问题描述
请把下面材料中以含有“Which spot sits on each instance of the bird's pointed”的一行开头、以含有“x=723 y=100”的一行结尾的部分（首尾两行都包括在内）改写成 JSON 字符串列表，每行对应一个字符串，空行不计入。

材料摘录
========================================

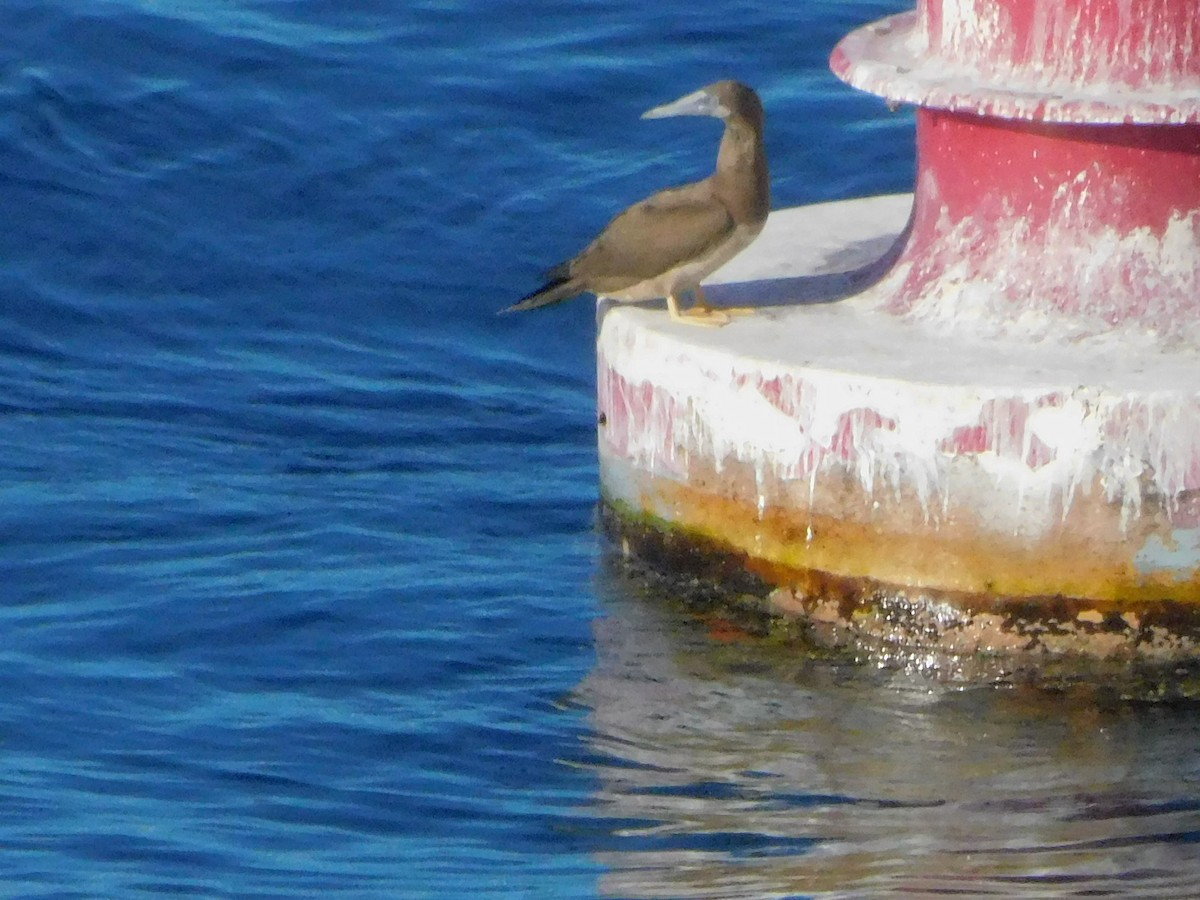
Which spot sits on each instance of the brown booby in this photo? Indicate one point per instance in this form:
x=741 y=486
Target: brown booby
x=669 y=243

========================================

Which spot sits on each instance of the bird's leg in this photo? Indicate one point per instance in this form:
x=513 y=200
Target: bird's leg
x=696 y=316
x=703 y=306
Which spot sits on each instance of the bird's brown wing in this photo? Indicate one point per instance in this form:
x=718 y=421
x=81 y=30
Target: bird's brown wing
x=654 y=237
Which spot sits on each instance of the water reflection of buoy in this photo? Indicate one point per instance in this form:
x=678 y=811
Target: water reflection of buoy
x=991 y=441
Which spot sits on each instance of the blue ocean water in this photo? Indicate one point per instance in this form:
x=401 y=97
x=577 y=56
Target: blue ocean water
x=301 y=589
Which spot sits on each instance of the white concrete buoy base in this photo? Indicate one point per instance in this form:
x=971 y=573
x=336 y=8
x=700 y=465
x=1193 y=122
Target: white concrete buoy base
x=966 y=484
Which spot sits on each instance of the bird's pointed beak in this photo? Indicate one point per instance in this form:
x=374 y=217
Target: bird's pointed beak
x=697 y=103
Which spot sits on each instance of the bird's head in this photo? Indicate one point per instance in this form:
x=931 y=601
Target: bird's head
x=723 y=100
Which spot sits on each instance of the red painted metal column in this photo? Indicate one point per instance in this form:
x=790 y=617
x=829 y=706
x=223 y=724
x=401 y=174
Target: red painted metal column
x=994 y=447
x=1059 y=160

========================================

最终结果
[
  "Which spot sits on each instance of the bird's pointed beak in this photo? Indicate one point per instance in this form:",
  "x=374 y=217",
  "Target: bird's pointed beak",
  "x=697 y=103",
  "Which spot sits on each instance of the bird's head in this photo? Indicate one point per instance in this form:",
  "x=931 y=601",
  "Target: bird's head",
  "x=723 y=100"
]